───── Source data
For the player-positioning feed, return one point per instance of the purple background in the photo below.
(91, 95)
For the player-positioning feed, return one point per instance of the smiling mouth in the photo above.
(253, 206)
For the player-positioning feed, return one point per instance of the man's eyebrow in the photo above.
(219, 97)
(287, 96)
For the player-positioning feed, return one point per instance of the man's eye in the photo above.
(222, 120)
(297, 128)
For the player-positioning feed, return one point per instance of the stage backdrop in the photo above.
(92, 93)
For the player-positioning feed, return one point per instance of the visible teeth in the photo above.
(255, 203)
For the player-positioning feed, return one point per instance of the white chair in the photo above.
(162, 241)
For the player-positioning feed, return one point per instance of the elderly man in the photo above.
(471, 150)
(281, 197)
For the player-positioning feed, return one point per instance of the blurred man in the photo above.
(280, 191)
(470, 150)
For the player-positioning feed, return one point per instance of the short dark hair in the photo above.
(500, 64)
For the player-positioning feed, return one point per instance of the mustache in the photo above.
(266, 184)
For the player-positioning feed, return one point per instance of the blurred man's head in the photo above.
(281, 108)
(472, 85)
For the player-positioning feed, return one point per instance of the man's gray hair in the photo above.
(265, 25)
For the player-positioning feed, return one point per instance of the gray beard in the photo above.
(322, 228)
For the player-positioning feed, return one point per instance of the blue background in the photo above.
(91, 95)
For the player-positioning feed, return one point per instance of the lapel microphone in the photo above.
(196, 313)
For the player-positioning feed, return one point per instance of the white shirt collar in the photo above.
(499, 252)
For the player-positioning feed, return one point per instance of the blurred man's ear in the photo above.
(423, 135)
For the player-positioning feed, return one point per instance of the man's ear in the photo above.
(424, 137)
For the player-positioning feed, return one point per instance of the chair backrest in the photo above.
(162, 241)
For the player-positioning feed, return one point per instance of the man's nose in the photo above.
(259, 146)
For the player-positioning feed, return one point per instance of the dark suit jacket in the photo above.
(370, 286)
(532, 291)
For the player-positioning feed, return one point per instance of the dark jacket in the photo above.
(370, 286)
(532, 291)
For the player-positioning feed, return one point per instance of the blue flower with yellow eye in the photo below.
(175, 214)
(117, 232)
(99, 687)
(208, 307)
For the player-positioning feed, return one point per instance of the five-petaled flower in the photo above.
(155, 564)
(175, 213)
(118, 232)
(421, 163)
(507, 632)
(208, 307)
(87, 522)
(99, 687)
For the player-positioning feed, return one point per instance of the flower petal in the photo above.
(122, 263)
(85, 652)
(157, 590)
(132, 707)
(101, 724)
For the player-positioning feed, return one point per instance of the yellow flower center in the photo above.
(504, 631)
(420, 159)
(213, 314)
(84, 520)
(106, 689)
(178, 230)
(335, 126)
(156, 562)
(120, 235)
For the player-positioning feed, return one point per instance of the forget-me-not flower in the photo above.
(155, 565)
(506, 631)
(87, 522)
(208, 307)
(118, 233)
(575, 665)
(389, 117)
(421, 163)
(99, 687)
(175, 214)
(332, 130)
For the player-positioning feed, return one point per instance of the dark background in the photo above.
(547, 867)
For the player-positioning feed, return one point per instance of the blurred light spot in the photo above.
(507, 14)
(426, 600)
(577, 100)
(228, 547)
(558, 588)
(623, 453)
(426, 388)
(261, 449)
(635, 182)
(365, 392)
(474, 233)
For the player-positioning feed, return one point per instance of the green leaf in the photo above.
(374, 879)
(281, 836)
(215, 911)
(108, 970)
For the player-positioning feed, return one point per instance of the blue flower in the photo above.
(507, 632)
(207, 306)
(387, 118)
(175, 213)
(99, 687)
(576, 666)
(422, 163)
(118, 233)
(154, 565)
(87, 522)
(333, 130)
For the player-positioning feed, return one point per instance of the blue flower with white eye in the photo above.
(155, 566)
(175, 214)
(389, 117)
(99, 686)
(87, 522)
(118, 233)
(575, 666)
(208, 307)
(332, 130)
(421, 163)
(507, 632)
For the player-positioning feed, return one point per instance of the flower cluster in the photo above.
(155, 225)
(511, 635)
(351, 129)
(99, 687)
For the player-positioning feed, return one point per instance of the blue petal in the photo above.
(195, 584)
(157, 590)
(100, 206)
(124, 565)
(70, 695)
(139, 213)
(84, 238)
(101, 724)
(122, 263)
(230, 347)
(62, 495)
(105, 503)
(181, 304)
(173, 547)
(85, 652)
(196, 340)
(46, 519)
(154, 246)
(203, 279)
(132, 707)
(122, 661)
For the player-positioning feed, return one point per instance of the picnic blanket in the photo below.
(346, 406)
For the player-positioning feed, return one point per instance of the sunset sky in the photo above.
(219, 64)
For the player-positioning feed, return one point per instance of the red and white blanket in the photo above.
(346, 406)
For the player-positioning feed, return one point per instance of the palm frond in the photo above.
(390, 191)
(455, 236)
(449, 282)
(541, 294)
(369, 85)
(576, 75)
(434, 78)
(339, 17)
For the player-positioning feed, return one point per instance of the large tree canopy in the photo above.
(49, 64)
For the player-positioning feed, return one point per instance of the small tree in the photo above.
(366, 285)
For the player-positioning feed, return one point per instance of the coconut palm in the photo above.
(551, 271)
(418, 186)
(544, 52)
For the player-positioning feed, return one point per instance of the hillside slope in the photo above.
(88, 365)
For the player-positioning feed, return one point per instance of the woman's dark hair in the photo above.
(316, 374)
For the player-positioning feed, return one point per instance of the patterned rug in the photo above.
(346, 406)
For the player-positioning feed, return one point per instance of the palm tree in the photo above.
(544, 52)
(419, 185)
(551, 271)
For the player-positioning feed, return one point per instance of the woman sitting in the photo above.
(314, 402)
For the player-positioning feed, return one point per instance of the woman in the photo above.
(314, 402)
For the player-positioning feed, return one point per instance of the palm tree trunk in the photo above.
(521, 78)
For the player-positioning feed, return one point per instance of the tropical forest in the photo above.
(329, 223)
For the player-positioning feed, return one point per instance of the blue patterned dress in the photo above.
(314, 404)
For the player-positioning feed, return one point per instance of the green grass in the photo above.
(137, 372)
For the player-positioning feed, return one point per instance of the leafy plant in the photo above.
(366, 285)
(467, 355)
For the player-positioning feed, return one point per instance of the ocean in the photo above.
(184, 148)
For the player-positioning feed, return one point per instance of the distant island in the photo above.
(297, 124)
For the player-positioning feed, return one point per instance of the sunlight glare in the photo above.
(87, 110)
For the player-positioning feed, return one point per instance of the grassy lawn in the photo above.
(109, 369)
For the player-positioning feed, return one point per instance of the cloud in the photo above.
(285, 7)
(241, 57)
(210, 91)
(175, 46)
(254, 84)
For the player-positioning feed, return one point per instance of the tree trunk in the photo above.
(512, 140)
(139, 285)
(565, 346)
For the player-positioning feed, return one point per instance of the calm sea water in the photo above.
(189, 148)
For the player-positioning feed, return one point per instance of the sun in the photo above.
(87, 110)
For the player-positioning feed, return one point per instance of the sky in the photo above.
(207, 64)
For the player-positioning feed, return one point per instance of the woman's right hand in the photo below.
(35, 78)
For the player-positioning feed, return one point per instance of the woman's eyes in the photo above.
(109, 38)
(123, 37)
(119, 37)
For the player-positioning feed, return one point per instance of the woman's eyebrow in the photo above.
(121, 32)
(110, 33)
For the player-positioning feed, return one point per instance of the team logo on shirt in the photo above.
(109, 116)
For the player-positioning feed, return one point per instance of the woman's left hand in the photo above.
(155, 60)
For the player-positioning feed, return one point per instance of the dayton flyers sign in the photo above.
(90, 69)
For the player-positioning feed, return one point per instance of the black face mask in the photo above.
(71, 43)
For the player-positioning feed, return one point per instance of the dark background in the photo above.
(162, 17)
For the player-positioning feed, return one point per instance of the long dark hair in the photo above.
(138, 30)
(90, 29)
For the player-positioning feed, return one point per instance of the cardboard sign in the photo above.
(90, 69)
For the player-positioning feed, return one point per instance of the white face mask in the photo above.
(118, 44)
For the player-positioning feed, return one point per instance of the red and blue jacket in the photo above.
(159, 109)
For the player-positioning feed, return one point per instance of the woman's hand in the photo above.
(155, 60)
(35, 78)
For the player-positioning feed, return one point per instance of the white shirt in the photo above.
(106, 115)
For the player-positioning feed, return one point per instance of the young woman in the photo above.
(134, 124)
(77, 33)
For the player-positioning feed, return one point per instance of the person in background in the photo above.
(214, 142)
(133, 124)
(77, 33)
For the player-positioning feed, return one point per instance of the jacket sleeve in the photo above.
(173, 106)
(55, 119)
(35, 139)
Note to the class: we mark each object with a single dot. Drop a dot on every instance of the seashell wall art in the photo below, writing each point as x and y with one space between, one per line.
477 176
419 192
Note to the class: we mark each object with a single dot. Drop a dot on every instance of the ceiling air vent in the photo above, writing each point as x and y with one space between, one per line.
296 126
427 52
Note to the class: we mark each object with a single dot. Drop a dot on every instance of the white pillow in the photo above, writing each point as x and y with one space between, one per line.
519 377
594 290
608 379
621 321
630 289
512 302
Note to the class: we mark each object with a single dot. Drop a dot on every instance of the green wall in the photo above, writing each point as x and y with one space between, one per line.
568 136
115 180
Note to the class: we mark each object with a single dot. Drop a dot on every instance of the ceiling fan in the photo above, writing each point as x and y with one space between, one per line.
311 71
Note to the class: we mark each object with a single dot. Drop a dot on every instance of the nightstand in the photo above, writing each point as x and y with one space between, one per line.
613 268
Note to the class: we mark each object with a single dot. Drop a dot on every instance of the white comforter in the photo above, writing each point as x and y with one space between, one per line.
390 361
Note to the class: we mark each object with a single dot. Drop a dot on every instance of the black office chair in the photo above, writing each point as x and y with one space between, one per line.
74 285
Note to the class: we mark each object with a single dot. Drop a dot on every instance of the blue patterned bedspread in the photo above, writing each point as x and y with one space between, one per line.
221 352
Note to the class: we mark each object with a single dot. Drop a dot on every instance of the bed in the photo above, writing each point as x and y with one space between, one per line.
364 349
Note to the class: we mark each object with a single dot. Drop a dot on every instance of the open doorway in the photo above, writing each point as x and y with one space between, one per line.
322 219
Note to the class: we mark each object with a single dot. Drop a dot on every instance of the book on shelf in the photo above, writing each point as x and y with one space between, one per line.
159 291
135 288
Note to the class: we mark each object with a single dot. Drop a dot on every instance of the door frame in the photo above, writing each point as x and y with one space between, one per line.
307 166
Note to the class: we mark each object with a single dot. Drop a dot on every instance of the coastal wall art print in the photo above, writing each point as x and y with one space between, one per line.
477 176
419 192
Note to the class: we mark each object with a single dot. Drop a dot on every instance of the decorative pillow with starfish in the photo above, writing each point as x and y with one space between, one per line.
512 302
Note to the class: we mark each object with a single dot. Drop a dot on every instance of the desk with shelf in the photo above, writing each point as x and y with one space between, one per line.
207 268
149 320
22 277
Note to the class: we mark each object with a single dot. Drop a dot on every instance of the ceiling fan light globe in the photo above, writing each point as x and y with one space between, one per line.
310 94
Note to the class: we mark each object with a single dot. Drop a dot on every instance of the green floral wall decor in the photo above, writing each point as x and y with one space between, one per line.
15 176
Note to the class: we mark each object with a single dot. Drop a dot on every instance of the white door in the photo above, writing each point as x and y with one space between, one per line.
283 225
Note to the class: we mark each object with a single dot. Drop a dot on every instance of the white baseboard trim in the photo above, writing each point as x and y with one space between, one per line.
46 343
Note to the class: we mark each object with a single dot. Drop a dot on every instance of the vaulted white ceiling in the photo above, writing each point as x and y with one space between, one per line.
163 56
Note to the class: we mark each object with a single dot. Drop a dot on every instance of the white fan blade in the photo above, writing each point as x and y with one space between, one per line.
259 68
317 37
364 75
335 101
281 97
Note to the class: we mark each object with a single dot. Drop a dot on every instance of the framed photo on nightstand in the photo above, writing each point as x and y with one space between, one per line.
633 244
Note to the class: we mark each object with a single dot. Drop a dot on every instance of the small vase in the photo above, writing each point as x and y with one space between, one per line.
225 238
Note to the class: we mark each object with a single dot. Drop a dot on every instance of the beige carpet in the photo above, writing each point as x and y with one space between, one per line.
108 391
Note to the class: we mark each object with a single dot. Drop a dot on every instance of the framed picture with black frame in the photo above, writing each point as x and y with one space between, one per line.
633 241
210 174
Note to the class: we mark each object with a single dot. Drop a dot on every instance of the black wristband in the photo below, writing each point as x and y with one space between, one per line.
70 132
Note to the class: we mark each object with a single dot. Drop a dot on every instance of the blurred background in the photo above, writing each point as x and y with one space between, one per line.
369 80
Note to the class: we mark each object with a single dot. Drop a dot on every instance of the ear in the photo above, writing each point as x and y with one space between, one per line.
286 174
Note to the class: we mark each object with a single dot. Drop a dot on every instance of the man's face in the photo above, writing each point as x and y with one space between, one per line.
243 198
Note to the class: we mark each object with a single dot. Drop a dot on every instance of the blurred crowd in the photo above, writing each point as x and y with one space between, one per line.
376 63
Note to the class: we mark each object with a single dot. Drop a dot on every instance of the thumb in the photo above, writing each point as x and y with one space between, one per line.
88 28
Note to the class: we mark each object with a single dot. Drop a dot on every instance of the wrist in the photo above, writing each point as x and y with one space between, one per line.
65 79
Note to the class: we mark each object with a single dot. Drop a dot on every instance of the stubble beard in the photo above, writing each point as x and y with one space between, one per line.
──────────
* [Task goal] Quote the line that contains "instance of the ear" and each line after it through the end of the data, exactly, leaving out everything else.

* [Worked solution]
Note to the class: we mark each object with a single dot. Drop a dot on every instance of the ear in the photo above, writing each point as x and y with one space between, one per line.
286 174
Note to the class: we mark each object with a single dot. Drop a dot on every instance of the man's face in the photo above, writing each point as x and y with one space between, one per line.
243 198
Note to the class: we mark each object with a single dot. Drop a dot on every instance of the blurred crowd in the photo above, writing each point as x and y with one space between, one per line.
376 63
Note to the class: we mark each object with a single dot. Drop a dot on every instance of the thumb in the photo above, writing each point as x and y with one space between, one per line.
88 28
Note to the class: we mark each object with a single dot. Drop a dot on every instance of the wrist in the photo above, writing each point as x and y with one space between, one per line.
65 79
Note to the class: we mark each object with a single dot. Drop a dot on every instance of the stubble beard in the photo above, writing each point as x and y with one space between, one per line.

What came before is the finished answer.